• GIVEN TEXT:
····················
Afghans have widely hailed the elections as a success. Much of the credit for this rightly goes to the Afghan National Security Forces (ANSF), who for the first time, were in total control of election security.
During a press conference on election night in Kabul, election and security officials credited the security forces with keeping order in the country and making it possible for millions of Afghans to vote.
Many Wolesi Jirga members lauded the security forces for their duties on election day and urged that parliament must honour them because they were the reason that people came out to vote. “The parliament administrative board will undertake necessary measures to invite Minister of Interior, Minister of Defence and NDS chief to the house so that we can honour the endeavours of the Afghan security forces during elections,” Speaker Abdul Rauf Ibrahimi assured the members.
A free media advocacy organisation also praised Afghan security forces for protecting voters on election day. NAI Director Sadiqullah Tawhidi hailed Afghan forces for ensuring security, saying the forces had spent rainy nights in the open to protect election sites and enable people to cast votes in a peaceful environment.
Elsewhere in the country, several ceremonies were held to praise the ANSF, and organisers presented flowers and certificates of merit to the security personnel.
In Kabul, Rawand 3 (Trend 3), a civil society organisation, offered Afghan flags and flowers to members of the security forces. “Afghanistan will never forget the bravery and courage of the Afghan security forces during the election process,” the group’s chief, Ahmad Rashad Mangavary, told Sada-e Azadi.
In Helmand, provincial leaders have been united in their admiration of the ANSF. “I want to praise our security forces, “said Governor Mohammad Naeem. “This election was an outstanding success. Nobody can stop Afghans from exercising our constitutional right to determine our own future.”
In Herat, to show their appreciation, government and civil society representatives, women, elders, and mullahs thanked the security forces in a parade ceremony. Najibullah Mohammadi, a resident of Herat said, “With the passage of a secure election, people are very satisfied with the capabilities of the ANSF. Now we have become optimistic for our future.”
Mawlawi Akhundzada, a well-known religious scholar in Herat, said. “You [ANSF] did your duty in the best way a country can ask, it was your dedication, commitment and professionalism that resulted in a peaceful environment.”
Maria Bashir, the provincial attorney, presented certificates to the ANSF on behalf of women. “You proved that you defend women’s rights. All mothers and sisters pray for you to be successful in your duty,” she said.
····················
• TASK ITEM: Transcribe the passage about praise for Afghan security forces after the elections word for word, from "Elsewhere in the" to "the security personnel.".

• DATASET RECORDS:
····················
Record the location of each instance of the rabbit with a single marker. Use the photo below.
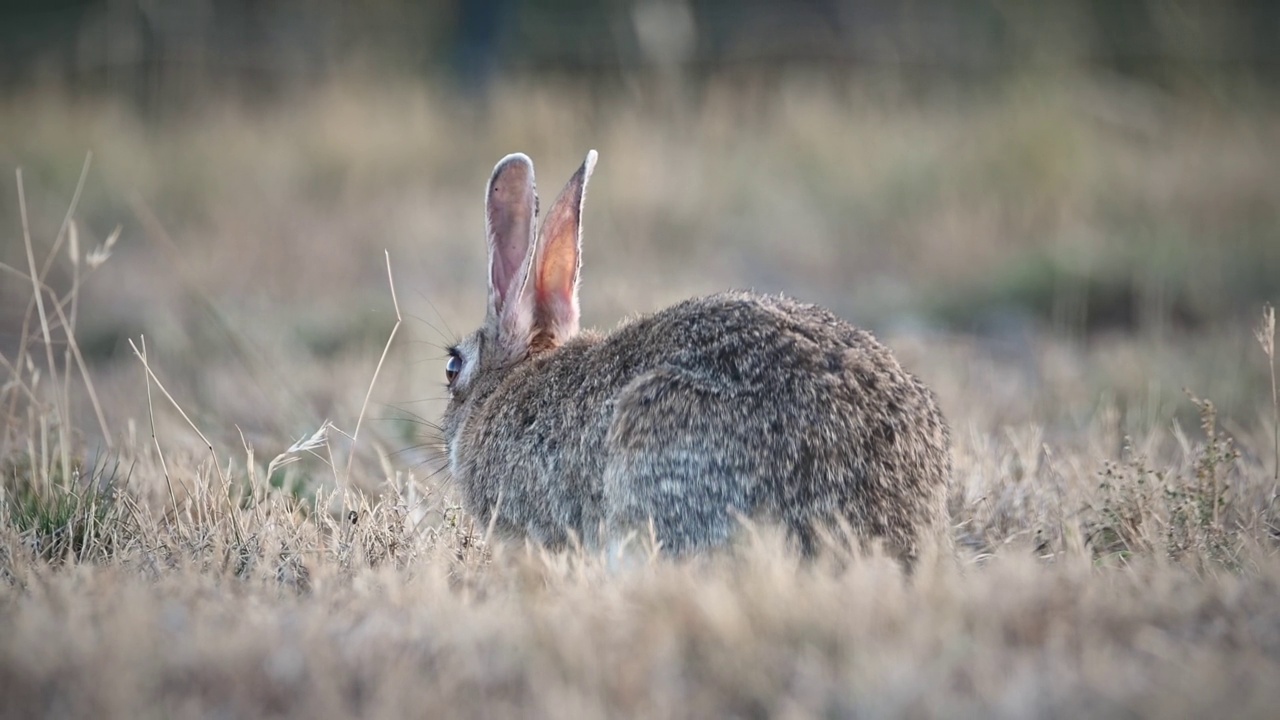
(677, 424)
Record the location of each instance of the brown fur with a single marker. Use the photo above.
(717, 408)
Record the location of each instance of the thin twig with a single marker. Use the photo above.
(151, 415)
(369, 393)
(44, 323)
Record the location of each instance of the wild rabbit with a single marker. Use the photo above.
(679, 423)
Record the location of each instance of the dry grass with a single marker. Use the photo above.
(188, 555)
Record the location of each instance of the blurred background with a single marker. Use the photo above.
(1045, 208)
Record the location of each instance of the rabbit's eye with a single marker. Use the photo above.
(452, 367)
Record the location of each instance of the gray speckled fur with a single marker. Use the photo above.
(720, 406)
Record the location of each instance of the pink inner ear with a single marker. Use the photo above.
(511, 205)
(558, 264)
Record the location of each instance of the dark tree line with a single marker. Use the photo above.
(151, 48)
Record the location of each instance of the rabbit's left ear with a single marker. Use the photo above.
(560, 251)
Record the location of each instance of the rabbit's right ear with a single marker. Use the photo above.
(511, 210)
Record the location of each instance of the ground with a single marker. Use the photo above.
(247, 514)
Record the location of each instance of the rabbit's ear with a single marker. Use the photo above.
(560, 250)
(511, 209)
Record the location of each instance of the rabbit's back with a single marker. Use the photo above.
(759, 405)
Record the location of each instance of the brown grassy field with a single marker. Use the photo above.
(1078, 268)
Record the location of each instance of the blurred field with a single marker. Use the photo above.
(1060, 256)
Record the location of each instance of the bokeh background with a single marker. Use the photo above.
(1047, 209)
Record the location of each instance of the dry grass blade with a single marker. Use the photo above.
(1266, 335)
(213, 454)
(378, 369)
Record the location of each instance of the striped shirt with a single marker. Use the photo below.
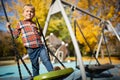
(30, 34)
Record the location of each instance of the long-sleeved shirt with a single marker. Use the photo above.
(29, 32)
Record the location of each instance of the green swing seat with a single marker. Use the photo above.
(53, 75)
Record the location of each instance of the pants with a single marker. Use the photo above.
(34, 54)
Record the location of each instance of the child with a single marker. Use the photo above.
(32, 40)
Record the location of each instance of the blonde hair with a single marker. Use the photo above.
(29, 5)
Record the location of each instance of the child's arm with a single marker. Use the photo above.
(15, 32)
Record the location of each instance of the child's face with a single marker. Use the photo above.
(28, 13)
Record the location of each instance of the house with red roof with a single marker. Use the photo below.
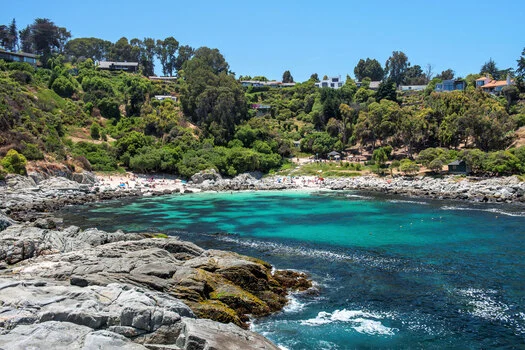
(493, 86)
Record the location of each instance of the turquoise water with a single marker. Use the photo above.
(389, 272)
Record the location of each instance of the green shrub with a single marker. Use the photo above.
(63, 86)
(94, 131)
(408, 167)
(14, 162)
(22, 77)
(31, 151)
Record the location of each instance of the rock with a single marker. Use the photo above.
(5, 221)
(220, 285)
(17, 182)
(199, 334)
(205, 175)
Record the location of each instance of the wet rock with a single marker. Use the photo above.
(203, 334)
(5, 221)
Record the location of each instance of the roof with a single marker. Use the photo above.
(21, 54)
(374, 85)
(496, 83)
(108, 64)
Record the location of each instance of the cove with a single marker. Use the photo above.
(391, 272)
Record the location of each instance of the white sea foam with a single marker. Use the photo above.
(358, 196)
(361, 321)
(489, 210)
(484, 306)
(406, 201)
(294, 305)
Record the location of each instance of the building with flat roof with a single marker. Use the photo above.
(331, 82)
(493, 86)
(124, 66)
(19, 57)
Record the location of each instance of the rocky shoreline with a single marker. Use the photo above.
(68, 288)
(74, 289)
(501, 189)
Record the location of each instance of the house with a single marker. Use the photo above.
(451, 85)
(334, 155)
(412, 87)
(332, 82)
(458, 167)
(124, 66)
(167, 79)
(19, 57)
(166, 97)
(261, 109)
(273, 83)
(493, 86)
(374, 85)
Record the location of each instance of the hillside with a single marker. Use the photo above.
(100, 120)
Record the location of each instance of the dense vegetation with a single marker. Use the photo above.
(70, 111)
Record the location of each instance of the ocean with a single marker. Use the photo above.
(389, 272)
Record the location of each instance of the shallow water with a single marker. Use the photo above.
(391, 272)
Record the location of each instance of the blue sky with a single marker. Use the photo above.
(267, 37)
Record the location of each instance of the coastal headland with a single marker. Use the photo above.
(94, 288)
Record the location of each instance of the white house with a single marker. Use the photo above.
(331, 82)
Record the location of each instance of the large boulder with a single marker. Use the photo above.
(5, 221)
(206, 175)
(219, 285)
(42, 310)
(199, 334)
(19, 182)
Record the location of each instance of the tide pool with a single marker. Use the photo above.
(390, 272)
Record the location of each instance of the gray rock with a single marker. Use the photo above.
(5, 221)
(201, 334)
(17, 182)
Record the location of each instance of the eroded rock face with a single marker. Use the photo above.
(205, 334)
(218, 285)
(40, 314)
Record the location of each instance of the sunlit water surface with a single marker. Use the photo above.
(391, 272)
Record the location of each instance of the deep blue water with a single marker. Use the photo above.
(390, 272)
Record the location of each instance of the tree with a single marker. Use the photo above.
(414, 76)
(287, 77)
(386, 90)
(371, 68)
(490, 67)
(9, 36)
(396, 66)
(446, 74)
(43, 37)
(213, 59)
(428, 72)
(94, 131)
(14, 162)
(521, 64)
(121, 51)
(94, 48)
(186, 52)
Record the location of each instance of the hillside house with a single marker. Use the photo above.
(411, 87)
(458, 167)
(374, 85)
(19, 57)
(493, 86)
(331, 82)
(272, 83)
(451, 85)
(131, 67)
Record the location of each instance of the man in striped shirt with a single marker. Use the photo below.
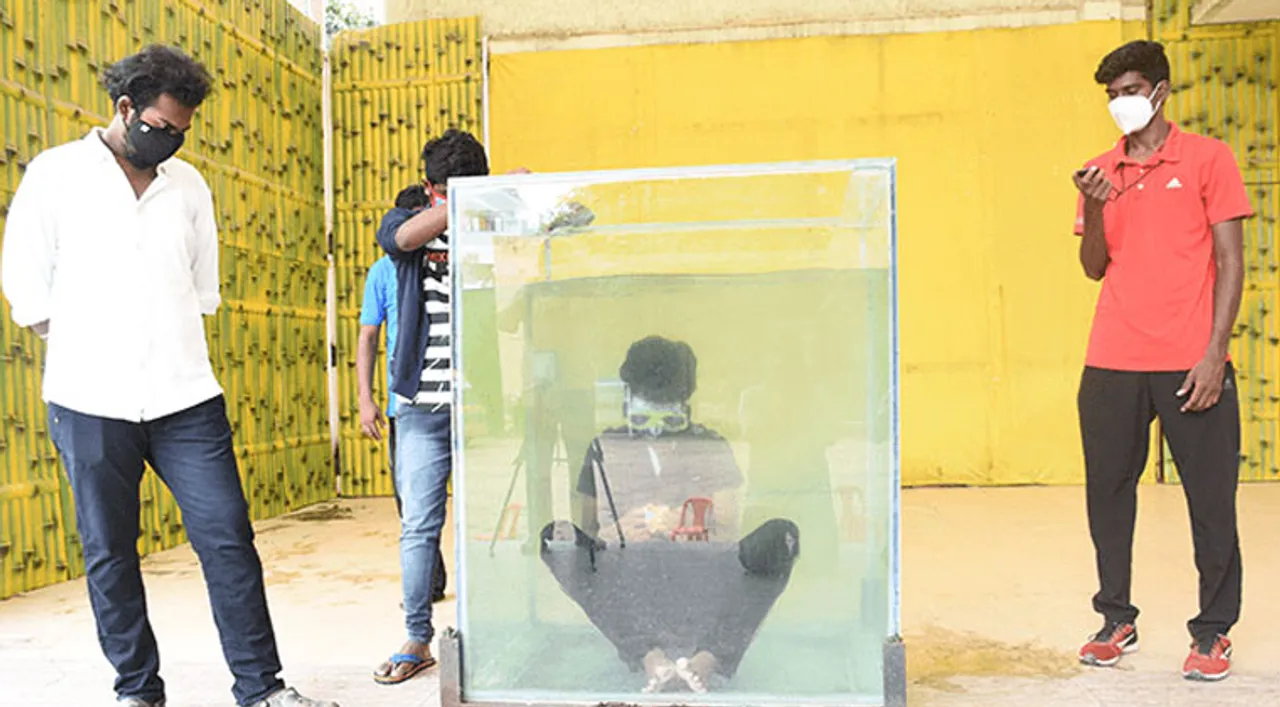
(423, 384)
····················
• SOLUTION TO THIS TASK:
Elsewhere in the country, several ceremonies were held to praise the ANSF, and organisers presented flowers and certificates of merit to the security personnel.